• [TASK PROMPT]
Give the listing again character for character, but drop the images.

[Opening EXERCISE MATERIALS section]

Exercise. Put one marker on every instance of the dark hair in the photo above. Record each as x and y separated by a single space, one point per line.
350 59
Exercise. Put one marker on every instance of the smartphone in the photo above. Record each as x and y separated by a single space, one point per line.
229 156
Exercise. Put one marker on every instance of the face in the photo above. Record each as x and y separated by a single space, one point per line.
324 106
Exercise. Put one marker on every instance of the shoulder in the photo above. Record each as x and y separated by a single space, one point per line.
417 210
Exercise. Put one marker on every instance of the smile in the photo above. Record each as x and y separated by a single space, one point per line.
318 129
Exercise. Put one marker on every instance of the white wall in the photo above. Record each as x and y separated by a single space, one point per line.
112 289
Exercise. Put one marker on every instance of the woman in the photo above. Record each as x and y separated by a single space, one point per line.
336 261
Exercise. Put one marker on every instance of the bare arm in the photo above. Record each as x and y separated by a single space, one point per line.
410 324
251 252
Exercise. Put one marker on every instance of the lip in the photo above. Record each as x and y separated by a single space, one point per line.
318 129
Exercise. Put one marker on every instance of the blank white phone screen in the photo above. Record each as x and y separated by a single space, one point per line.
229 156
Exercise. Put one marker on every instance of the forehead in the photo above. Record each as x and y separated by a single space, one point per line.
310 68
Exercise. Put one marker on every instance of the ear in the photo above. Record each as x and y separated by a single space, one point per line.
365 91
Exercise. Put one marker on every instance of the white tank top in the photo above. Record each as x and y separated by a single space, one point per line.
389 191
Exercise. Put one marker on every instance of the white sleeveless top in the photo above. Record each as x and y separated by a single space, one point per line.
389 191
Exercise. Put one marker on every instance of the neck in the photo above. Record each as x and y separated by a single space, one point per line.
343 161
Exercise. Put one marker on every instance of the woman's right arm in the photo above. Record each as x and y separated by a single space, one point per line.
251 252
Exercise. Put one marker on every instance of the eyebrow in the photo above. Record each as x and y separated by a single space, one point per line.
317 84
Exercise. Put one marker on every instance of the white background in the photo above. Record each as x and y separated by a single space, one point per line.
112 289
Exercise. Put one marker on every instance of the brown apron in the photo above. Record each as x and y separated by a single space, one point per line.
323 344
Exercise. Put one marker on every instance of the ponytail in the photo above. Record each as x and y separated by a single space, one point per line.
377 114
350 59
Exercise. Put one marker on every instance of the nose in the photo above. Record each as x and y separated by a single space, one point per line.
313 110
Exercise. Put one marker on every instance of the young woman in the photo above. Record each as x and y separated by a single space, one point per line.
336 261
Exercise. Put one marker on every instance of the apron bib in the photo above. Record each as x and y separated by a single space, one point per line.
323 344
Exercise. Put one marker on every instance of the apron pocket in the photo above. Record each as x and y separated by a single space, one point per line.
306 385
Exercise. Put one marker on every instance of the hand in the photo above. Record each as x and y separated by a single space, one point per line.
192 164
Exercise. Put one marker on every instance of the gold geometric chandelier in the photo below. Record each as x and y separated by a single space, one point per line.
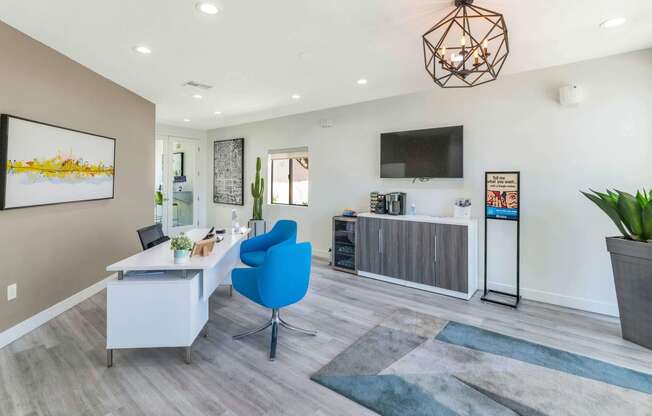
466 48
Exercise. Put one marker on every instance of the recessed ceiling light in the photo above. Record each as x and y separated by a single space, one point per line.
142 49
615 22
207 7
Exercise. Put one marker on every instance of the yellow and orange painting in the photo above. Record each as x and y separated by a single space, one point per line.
60 168
45 164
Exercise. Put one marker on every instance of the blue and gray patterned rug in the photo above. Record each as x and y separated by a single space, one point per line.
415 364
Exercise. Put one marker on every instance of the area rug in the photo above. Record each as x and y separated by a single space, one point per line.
415 364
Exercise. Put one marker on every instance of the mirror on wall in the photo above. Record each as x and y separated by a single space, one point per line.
177 166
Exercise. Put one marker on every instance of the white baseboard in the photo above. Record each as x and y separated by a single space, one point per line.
11 334
560 300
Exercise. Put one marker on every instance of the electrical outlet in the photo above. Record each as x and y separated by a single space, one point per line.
11 292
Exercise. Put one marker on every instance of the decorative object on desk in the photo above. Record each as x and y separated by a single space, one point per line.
203 248
395 203
181 245
502 202
475 38
257 223
349 213
228 174
42 164
462 208
631 259
416 364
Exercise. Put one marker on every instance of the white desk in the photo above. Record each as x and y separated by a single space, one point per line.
168 309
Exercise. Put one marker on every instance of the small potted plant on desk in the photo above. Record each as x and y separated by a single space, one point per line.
257 223
181 245
631 259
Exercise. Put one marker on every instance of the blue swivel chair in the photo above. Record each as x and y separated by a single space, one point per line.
280 281
252 251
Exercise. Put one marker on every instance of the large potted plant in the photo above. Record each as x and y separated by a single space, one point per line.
631 259
257 223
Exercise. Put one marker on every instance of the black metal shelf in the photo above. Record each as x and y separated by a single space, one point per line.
343 244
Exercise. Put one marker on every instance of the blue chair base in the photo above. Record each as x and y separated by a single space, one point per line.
275 321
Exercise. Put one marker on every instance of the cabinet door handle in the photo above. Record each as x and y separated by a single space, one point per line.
435 248
380 241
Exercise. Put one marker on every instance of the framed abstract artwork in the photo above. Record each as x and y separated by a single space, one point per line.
43 164
228 172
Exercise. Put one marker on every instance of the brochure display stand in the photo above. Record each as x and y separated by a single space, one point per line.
502 203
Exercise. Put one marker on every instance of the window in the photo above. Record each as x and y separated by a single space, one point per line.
290 178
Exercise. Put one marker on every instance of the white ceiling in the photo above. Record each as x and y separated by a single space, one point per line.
257 53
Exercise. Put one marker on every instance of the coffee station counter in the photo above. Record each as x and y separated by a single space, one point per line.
423 218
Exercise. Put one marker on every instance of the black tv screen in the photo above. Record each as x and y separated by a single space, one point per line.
429 153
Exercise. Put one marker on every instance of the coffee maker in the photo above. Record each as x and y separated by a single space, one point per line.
395 203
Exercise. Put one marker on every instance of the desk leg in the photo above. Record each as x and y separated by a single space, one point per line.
188 355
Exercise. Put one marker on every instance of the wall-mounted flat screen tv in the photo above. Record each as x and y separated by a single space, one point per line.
429 153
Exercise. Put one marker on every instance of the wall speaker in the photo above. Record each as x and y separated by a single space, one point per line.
570 95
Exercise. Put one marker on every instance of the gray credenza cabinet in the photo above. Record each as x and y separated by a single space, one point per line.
431 253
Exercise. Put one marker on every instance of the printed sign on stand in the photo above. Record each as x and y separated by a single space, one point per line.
503 202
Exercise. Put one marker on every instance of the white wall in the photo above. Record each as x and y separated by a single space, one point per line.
514 123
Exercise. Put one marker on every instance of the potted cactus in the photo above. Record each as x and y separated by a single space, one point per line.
631 259
257 223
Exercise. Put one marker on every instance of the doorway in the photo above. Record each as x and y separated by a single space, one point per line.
177 188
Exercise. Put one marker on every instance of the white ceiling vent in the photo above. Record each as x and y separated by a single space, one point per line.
196 84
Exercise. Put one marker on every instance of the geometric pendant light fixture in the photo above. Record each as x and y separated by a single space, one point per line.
466 48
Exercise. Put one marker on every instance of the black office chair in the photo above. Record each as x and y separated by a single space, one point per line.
152 236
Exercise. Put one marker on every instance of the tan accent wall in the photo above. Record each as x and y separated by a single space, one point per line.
53 252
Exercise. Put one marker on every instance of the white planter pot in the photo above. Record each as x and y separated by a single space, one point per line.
181 256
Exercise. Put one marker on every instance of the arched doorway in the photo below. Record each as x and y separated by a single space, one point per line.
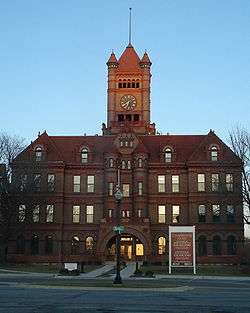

[Closing EXERCISE MATERIALS section]

• [COMPLETED TASK]
Exercise. Put one marker on every instance of the dark hair in the photo above. Record each as x and y separated by a single space, one point per line.
350 59
Exercise. Put one marker on every instance of the smartphone in the photo above. Record each as x and y separated by a single space, one point per line.
229 156
Exercise. Put one marker on every instance of the face in the photo above. Record each as x and y separated by a single space, one point per line.
324 106
Exercise. Put one marker on every instance of the shoulder in the photo above. Record each as x and y separated by a single space, one point per line.
417 210
Exercise. Put one marker on every instance of the smile in the photo above. Record each as x and y separated by a single space, one point per line.
318 129
Exercise. Put one marker on every instance of the white wall in the photo above. Record each as x and y separated by a single space, one point per line.
112 289
Exercise. Put one marker on every instance of the woman in the photo above. Record each as x and y separated by a single space, one point per line.
336 261
Exercise. Put one marker on every instance of the bare arm in the photo above. Record each as x and y separated by a single space, one point per line.
410 324
251 252
Exercise. Put one marker on every instance of the lip in the photo above. Record each as x and y separated by a single space, one point per line.
318 129
Exercise. Put one marker on every instance of the blank white phone screen in the photo above. Record each as x and y separated by a single space, one point per line.
229 156
Exercise. Put one marker on every instance of the forehead in the photo above. Record each as x and y separated by a single space, one point per line.
310 68
Exercise. Put one marker on every instance of the ear in the photo above. Record each as x and y separated by a single space, one point per line.
365 91
Exercise. Put one marker on every instance of the white tank top in the photo above. Record each as x and y separated by a single space, one point per line.
389 191
Exercise. Put one marker on every instance of the white sleeveless top in the photo above. Record each as x and y separated by a single space, one point per line.
389 191
Exercise. Put one marker on every instance of the neck in the photo above. Record each as x and y separated by a single space, one point per line.
343 161
Exercise. Put one marker on every instance of the woman's right arm in the photo above. Record each as x and y separated by a single space, one point per line.
251 252
Exercise. Put one marker on every instance of the eyebrow in the photo above. Record each as x and y separated by a single space, one point per line.
317 84
Exercise. Put one marker on every instance of the white background in the photo above. Record each as x and y separated by a single space, one point per line.
112 289
Exercise. Put one marker on every instance of the brown apron in the photo above. Record each as x and y separated by a single space, one point per line.
323 344
Exercise. Put one marker on every instance of the ponytail in the photo above. Record each as x and y separated by a single space, one point per line.
377 114
350 59
Exercise. Put one marker on every instance of the nose in the photo above. Record each as x and y separated by a single space, one point per line.
313 110
Exercise. Put one marker on every instance of the young woman in the photo above. Record each as x and y separated by a single space, one point per line.
336 261
Exercise. Put one marker on every instance of the apron bib in the photo above. Record each as x and y separated by a single space, one point per line.
323 344
Exercise. Put one marker on every instance of the apron pocket in the photo above. Record each as x and y separated by a single space, one point per line.
306 385
Exercise. Put one marker on every instance of the hand in the photo above. Record each as x and y separated by a single space, one point per line.
192 164
Exercise. Put one marker on every instance of the gold geometric chandelier in the photo below. Record each as x and y separated by a single space, one point per line.
466 48
Exercise. Put one marker on every instance of the recessed ceiling light in the photo above. Record each as x and y separated by a single space, one point per line.
142 49
615 22
207 7
Exercise. Put one marker on every instance of the yellow and orange painting in the photo above. Record each as x and y separated by a single space, one point per line.
60 168
45 164
Exercise. Put one marker on every instance of the blue and gray patterned rug in the photo above. Record each as x and y separated by a single space, one point per line.
415 364
Exercise. Put one marker on every instance of the area rug in the photo above. Record each as x and y separated by a single space, one point per line.
415 364
Exercise. Put one marker on every instance of the mirror on wall in the photo above. Record each as x and y separated by a single space, one point per line.
177 166
Exercise. Put one marker on every instance of the white baseboard in the photo above. Record each as x and y separated by a single space, one point per line.
11 334
560 300
Exercise. Put one marker on every instance of the electrical outlet in the photo above. Record each as x and y separated by a single space, one point per line.
11 292
Exercise. Put one marker on every instance of the decorative object on desk in the photo above. Record each as x and y separated by a single space, one point per line.
203 248
395 203
181 245
502 202
475 38
257 223
349 213
228 174
42 164
462 208
631 259
416 364
Exercise. Put one marker on every instance of the white desk in the photo above. Record each as x and y separated by a single space, one point per line.
168 309
Exercise. Put one marker on every instance of the small potted plant on desk in the photo above. Record each as x and y separated by a single space, one point per line.
257 223
181 245
631 259
Exercise. Put one marker on every instance of the blue swivel chair in the photo above. Record each as x and y separated by a single space, one point per line.
280 281
252 251
Exercise. Put one marker on every instance of the large potted plant in the photo above. Record each as x and y separated by a single space, one point per line.
631 259
257 223
Exercise. Put one marker on every instance of the black metal shelf in the photo above. Record each as x and y separated by a single space, one point per line.
343 244
Exercise. Put one marker on every instance of the blue chair base in the photo above. Record each as x and y separated by a single space, one point per line.
275 321
Exercise. Put one marker on every instance of the cabinet door handle in the photo above. Record each as x and y separated by a single space, one point per line.
435 248
380 241
Exercise. Put one marker on every instance of the framed abstract artwork in the photo above. Record each as x and y separated by a single space, one point per line.
43 164
228 172
Exercise. Put one marker on every instance of the brochure display stand in the photo above. Record each as x and y separated by a single space, one point per line.
502 203
Exercise. Put one marker on every instance of the window in the photo above. Record each as x and y separated by a single space, one point per line.
290 178
Exercise. Put one marker on every instance of the white ceiling in the photo above. Record each as x and y separated by a single space, one point per line.
257 53
Exercise. Put one marker on every instance of the coffee station counter in the photo above. Record each as x and y separated by a single space, one point per line.
423 218
Exercise. Put one marker on every instance of the black tv screen in the photo above. Record each as x and y separated by a single space, one point per line.
429 153
Exercise. Put one marker on every instance of the coffee maker in the photo above. Record each as x and y separated by a single space, one point per line.
395 203
Exercise. Put one marker on every instance of the desk leg in the photo above. Record each as x and y separated by a single space, one point per line.
188 355
Exercise. Put one marker on every instance of the wall-mounted flat screen tv in the photo above. Record each as x and y separated by a single space, one point per line.
429 153
Exercise. Put one marker on every instance of the wall speaker in the photo above. Record each as x and y separated by a single space, one point per line.
570 95
Exercise. Put one marker on every instance of the gray credenza cabinet in the photo above. Record each as x and y separated by a single space, one point per line.
431 253
Exercise. Put one marker on every instance of the printed sign on stand in the photo above. Record each as x and y separated by a single space, one point per line.
503 202
Exercise. Put one marker on every instance of the white wall in the photo above. Record each as x and y separated by a single space, one point per line.
514 123
Exercise. Put one marker on every instance of the potted cactus in the photo above. Record each as x and y separated by a single space, one point per line.
631 259
257 223
Exercise. Put one marker on every instance of the doorway in the photo above. Record each as x and y separated by a single space, one point per line.
177 188
Exercise. Put one marker on every instance of the white ceiling vent in the photo above. Record each as x and y separated by a single space, one point per line.
196 84
Exercise. Put one marker on every instance of the geometric pendant light fixture in the photo above. Record each as x and y separated by a single space, one point per line.
466 48
Exercise. Put one marker on every instance of the black office chair in the photo above. Record each as x and y separated by a single space, one point per line.
152 236
Exercise. Put one marker on every instance of the tan accent wall in the photo above. Record each as x and y separated by a single space, one point per line.
53 252
Exercise. Put one marker on every instance of the white planter pot in the photo above. Record each as x and y separated by a single space, one point per line.
181 256
Exercise. Put one marker on every instance of the arched doorway in the photo below. Record each as x and y separated by a single space, one point per line.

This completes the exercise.